Start of Given records

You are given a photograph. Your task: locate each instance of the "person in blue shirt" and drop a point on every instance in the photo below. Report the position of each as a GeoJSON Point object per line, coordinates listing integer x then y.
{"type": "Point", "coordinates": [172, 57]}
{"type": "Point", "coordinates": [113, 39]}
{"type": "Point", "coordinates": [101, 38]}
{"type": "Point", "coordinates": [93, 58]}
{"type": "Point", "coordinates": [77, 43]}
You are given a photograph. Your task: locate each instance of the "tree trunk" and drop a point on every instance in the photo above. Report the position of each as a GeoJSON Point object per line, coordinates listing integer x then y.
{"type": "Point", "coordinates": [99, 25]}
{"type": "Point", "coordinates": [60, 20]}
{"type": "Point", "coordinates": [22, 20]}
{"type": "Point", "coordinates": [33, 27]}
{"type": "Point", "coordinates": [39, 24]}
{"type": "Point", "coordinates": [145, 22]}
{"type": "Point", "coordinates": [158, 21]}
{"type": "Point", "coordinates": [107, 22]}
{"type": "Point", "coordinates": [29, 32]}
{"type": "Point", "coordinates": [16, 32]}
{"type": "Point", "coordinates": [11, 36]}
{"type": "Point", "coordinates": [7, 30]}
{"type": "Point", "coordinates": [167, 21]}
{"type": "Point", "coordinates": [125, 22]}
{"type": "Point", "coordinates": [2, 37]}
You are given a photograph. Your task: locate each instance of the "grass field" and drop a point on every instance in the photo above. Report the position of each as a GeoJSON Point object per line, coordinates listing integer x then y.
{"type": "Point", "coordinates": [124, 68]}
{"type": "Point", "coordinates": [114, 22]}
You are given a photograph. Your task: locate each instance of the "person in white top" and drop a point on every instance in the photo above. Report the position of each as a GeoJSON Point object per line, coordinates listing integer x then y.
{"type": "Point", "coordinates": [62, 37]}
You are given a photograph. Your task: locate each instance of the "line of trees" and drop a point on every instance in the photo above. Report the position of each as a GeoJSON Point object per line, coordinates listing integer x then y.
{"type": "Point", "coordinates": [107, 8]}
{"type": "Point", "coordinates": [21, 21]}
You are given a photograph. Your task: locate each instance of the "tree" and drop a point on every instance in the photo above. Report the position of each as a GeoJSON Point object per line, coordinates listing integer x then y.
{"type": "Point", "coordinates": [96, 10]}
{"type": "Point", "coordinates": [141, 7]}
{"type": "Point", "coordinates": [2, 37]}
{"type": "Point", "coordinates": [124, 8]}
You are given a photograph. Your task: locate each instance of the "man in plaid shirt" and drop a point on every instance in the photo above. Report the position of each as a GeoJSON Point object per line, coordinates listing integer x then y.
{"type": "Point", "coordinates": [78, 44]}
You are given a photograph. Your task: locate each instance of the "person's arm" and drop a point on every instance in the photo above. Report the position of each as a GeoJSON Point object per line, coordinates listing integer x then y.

End of Given records

:: About this exercise ::
When you reach the end of the data above, set it all down again unchanged.

:: Task answer ::
You are given a photograph. Your task: locate each instance of the "person in blue shirt" and drop a point on every instance in the photo below. Report the position of each as a GeoJSON Point object per line, coordinates listing integer x then y.
{"type": "Point", "coordinates": [172, 57]}
{"type": "Point", "coordinates": [113, 39]}
{"type": "Point", "coordinates": [101, 38]}
{"type": "Point", "coordinates": [93, 58]}
{"type": "Point", "coordinates": [77, 43]}
You are given a photograph. Your task: locate each instance of the "tree trunk" and drop a point on every instance in the photo above. Report the position of each as a GeoJSON Point object per line, coordinates listing integer x then y.
{"type": "Point", "coordinates": [99, 25]}
{"type": "Point", "coordinates": [60, 20]}
{"type": "Point", "coordinates": [22, 20]}
{"type": "Point", "coordinates": [33, 27]}
{"type": "Point", "coordinates": [39, 24]}
{"type": "Point", "coordinates": [145, 22]}
{"type": "Point", "coordinates": [158, 21]}
{"type": "Point", "coordinates": [107, 22]}
{"type": "Point", "coordinates": [29, 32]}
{"type": "Point", "coordinates": [16, 32]}
{"type": "Point", "coordinates": [11, 36]}
{"type": "Point", "coordinates": [7, 30]}
{"type": "Point", "coordinates": [167, 21]}
{"type": "Point", "coordinates": [125, 22]}
{"type": "Point", "coordinates": [2, 37]}
You are given a photograph. Your task: locate each instance of the "grass field" and drop a point on every instance in the photo above. Report the position of each as a GeoJSON Point object per line, coordinates listing integer x then y.
{"type": "Point", "coordinates": [124, 68]}
{"type": "Point", "coordinates": [114, 22]}
You are given a photograph. Your task: locate each instance of the "person in white top" and drop a point on every instance in the photo above. Report the position of each as a GeoJSON Point object per line, coordinates listing integer x then y.
{"type": "Point", "coordinates": [62, 37]}
You are given a photograph. Your task: locate each instance of the "line of trees" and drop a point on every instance in the photo above. Report the position of each as a GeoJSON Point object per line, coordinates listing integer x then y.
{"type": "Point", "coordinates": [107, 8]}
{"type": "Point", "coordinates": [21, 21]}
You are given a photograph. Your task: locate each instance of the "tree" and drop a point on every instance in the photo above. Report the position of each as a GeoJSON Point object per line, coordinates listing integer x then y.
{"type": "Point", "coordinates": [96, 10]}
{"type": "Point", "coordinates": [141, 7]}
{"type": "Point", "coordinates": [2, 37]}
{"type": "Point", "coordinates": [124, 8]}
You are given a photograph. Your task: locate each instance of the "man in plaid shirt" and drop a point on every instance in the photo above. Report the position of each as a GeoJSON Point object per line, coordinates listing integer x then y.
{"type": "Point", "coordinates": [78, 44]}
You are given a photograph. Your task: locate each instance of the "person's arm" and drop a point on every instance in the photo above. Report the position of each as a GeoJSON Point object per line, coordinates listing integer x then y.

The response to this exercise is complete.